#### [Recorded data]
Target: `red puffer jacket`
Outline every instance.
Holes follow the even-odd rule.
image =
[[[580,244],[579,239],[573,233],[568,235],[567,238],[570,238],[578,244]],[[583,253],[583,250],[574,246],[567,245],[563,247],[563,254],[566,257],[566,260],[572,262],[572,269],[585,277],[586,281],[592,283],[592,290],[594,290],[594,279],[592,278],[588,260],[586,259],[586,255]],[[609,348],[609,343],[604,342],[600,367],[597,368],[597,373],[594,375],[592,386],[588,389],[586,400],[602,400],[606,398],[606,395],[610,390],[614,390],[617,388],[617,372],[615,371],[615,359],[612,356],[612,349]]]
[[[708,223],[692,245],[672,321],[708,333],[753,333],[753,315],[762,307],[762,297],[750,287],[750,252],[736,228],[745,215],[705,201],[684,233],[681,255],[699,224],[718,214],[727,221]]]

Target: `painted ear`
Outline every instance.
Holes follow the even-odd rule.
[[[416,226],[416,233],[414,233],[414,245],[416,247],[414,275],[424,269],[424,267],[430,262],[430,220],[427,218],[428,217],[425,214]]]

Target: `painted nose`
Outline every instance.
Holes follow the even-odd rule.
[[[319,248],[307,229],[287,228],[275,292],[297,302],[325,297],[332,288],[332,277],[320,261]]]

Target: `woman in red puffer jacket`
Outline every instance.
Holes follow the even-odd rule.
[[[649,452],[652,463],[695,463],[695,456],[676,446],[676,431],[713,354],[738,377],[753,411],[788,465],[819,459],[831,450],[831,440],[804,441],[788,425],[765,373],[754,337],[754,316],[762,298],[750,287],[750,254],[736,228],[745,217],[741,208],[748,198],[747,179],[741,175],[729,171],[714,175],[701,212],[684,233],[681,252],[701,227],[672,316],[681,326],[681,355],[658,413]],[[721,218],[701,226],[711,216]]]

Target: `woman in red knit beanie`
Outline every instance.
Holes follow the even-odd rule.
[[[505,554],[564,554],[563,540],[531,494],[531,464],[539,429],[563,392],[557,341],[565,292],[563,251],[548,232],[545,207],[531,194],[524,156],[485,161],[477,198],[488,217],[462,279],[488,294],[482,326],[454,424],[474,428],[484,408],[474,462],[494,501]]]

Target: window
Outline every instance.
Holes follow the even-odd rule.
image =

#### [Exercise]
Scale the data from the line containing "in red knit" through the end of the data, both ends included, and write those lines out again with their requests. Multiply every polygon coordinate in the answers by 2.6 and round to whole numbers, with halves rounded up.

#### [Reply to the exercise]
Target: `woman in red knit beanie`
Outline every instance.
Holes follow the even-odd rule.
[[[1313,1440],[1466,1440],[1464,1404],[1381,1284],[1381,1206],[1401,1115],[1464,1019],[1448,887],[1469,759],[1464,653],[1425,603],[1417,538],[1381,504],[1362,406],[1261,419],[1240,515],[1269,564],[1201,725],[1269,764],[1253,848],[1180,1102],[1232,1113],[1258,1061],[1232,1201],[1284,1303]]]

Target: window
Outline every instance.
Holes follow the even-odd rule.
image =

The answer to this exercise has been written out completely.